• Extracted text:
——

The average European drinks 118 litres of bottled water each year, 97% of which are in plastic bottles, a well-recognised source of pollution and environmental harm. However, many companies such as Danone, Nestle and Buxton Water promote their plastic bottles as environmentally friendly using claims related to recycling. A 2023 report from the BEUC * (The European Consumer Organisation) shows many such claims to be either vague, factually inaccurate or otherwise not substantiated.
What kind of claims do companies make?
Many plastic water bottle companies claim that their packaging is ‘100% recycled’ and/or ‘100% recyclable’. These statements suggest environmental sustainability.
Amcor’s European consumer survey highlights how environmental claims influence consumer choice. Therefore, the accuracy of such claims is important in allowing consumers to make informed purchases.
100% recycled
An average consumer may reasonably assume that if a bottle is labelled as 100% recycled, it is made entirely from recycled materials. These materials should be previously used, collected, processed and remanufactured into a bottle. However, this is not true of plastic bottles.
Only the main component of most plastic bottles, made from PET (polyethylene terephthalate), can initially be made from fully recycled plastic. After PET has been recycled a few times ‘virgin’ (i.e. unrecycled) plastic must be added to maintain product quality. This may include offcuts from the manufacturing process, which are often counted as ‘recycled’ content even though they rely on the production of more virgin plastic. This is not what many people would understand of the claim ‘made from 100% recycled material’.

——

• Collected data:
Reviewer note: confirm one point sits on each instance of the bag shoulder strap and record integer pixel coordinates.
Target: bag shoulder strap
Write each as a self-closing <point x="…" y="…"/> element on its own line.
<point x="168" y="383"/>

——

• Your task: Transcribe the passage on bottled-water recycling claims between "The average European" and "suggest environmental sustainability.", inclusive.

• Result of the exercise:
The average European drinks 118 litres of bottled water each year, 97% of which are in plastic bottles, a well-recognised source of pollution and environmental harm. However, many companies such as Danone, Nestle and Buxton Water promote their plastic bottles as environmentally friendly using claims related to recycling. A 2023 report from the BEUC * (The European Consumer Organisation) shows many such claims to be either vague, factually inaccurate or otherwise not substantiated.
What kind of claims do companies make?
Many plastic water bottle companies claim that their packaging is ‘100% recycled’ and/or ‘100% recyclable’. These statements suggest environmental sustainability.